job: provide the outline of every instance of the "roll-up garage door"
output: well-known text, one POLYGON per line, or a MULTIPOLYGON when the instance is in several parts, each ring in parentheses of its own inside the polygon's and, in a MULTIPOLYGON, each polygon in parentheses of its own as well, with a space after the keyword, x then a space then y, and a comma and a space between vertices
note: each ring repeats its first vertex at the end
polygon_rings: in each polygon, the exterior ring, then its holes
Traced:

▸ PROBLEM: Pull out all lines from the entries above that include the word "ring".

▸ SOLUTION BELOW:
output: well-known text, one POLYGON per line, or a MULTIPOLYGON when the instance is in several parts, each ring in parentheses of its own inside the polygon's and, in a MULTIPOLYGON, each polygon in parentheses of its own as well, with a space after the keyword, x then a space then y, and a comma and a space between vertices
note: each ring repeats its first vertex at the end
polygon_rings: in each polygon, the exterior ring, then its holes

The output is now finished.